Finally, plaintiffs move for a preliminary injunction on the grounds that the procedural protections afforded the plaintiffs, and the class they seek to represent, when the Department began reducing assistance checks failed to meet the standards established by the applicable Social Security regulations and that they also violated the Due Process Clause of the Fourteenth Amendment. When the Department of Public Welfare began reducing the checks of recipients they failed to give any notice to recipients of the action being taken, the reasons for it and the recipients’ rights to hearings about the action. In fact, the defendants admit that such recipients did not receive such notice until after September 16, 1977; however, the state claims that the failure to give notice was inadvertent and that after *50the discovery of this error they developed a special computer program and mailed the notices out. Of course, it should be noted that as the plaintiffs filed this suit on August 24, 1977, the defendants had notice of their own error as of that date and the mistake was not corrected for three weeks.
Plaintiffs’ claim that the failure to give notice violated the regulations appears to have substantial merit. Under the Social Security regulations, generally, timely notice is required when the intended official action is to discontinue, terminate, suspend or reduce assistance. 45 C.F.R. 205.-10(a)(4)(i). Timely notice requires that notice be mailed at least ten (10) days prior to the date on which the action of the Department will become effective. 45 C.F.R. 205.-10(a)(4)(A). In certain cases, adequate notice is sufficient. Adequate notice is a written notice, given prior to or contemporaneous with the intended action, that includes a statement of what action the agency intends to take, the reasons for that action, the regulations supporting the action, and the right to request a hearing. 45 C.F.R. 205.10(a)(4)(i)(B). In this case neither timely nor.adequate notice was given and therefore it appears likely that plaintiffs will succeed on this claim.

Recorded data:
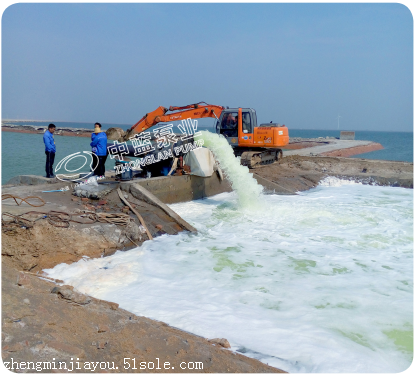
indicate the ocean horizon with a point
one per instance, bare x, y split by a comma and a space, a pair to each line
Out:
398, 146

What you will do:
1. Rewrite the paragraph of the passage on welfare notice that begins "Plaintiffs' claim that the failure to give notice" as a brief list that keeps its main facts.
2. Carry the passage on welfare notice forward from its last sentence.
This material was drawn from a different source than the passage on welfare notice.

Set of answers:
1.
- The plaintiffs' claim that the lack of notice violated the regulations appears to have substantial merit.
- Under the Social Security regulations, timely notice is generally required when assistance is to be discontinued, terminated, suspended or reduced.
- Timely notice means mailing notice at least ten days before the Department's action takes effect.
- In certain cases, adequate notice is enough. This is written notice given before or at the time of the action. It states the intended action, the reasons for it, the supporting regulations and the right to request a hearing.
- Here neither timely nor adequate notice was given, so the plaintiffs will likely succeed on this claim.

2.
However, it will be important to resolve whether adequate or timely notice is required. Unlike adequate notice, timely notice, which gives the recipient more time to plan for the intended agency action, also allows the recipient to continue receiving assistance at its present level pending a decision after a hearing, if the recipient requests such a hearing. Plaintiffs argue that timely notice was required in this case. Defendants contend that as the adequate notice procedures received prior approval by the United States Department of Agriculture such notice is sufficient. It is unclear to this Court why such prior approval would remedy a deficiency in notice requirements under the regulations, if there was one, and this Court would ask the defendants for further explanation. Assuming that such prior approval by the federal agency does not allow for judgment in the defendant’s favor on this issue, the question is whether timely or adequate notice is required under the regulations. Although, there are several exceptions to the timely notice requirement, the only one that would appear possibly applicable in this case is stated in 45 C.F.R. 205.10(a)(4)(i)(B)(4) which provides that timely notice may be suspended with and adequate notice will be sufficient when
the agency receives a clear written statement, signed by a recipient that he no longer wishes assistance, or that gives information which requires termination or reduction of assistance and the recipient has indicated, in writing, that he understands that this must be the consequence of supplying such information.
Plaintiffs claim that their case does not fall within this exception, even though they gave a written statement giving information which could cause their assistance checks to be reduced. This Court finds that it is likely that their claim is meritorious. Prior to the time when this regulation was promulgated previous regulations attempting to delineate when adequate notice was sufficient had been struck down by the courts. When this regulation was promulgated, the issuing agency sought ratification of it by the enjoining court. In passing on the constitutionality of this section the Court in Harrel v. Harder, 369 F.Supp. 810 (D.Conn.1974), outlined the premise upon which the regulation was approved: “Needless to say, such statements must be voluntary and not coerced in any way.” Id. at 821. Given the circumstances under which these written statements were executed, i. e., the plaintiffs, without any assistance checks, were in desperate need for free food stamps when asked to sign the statement, it would be hard to say that the plaintiffs’ assertion that this exception to the timely notice requirement is inapplicable is without substantial merit.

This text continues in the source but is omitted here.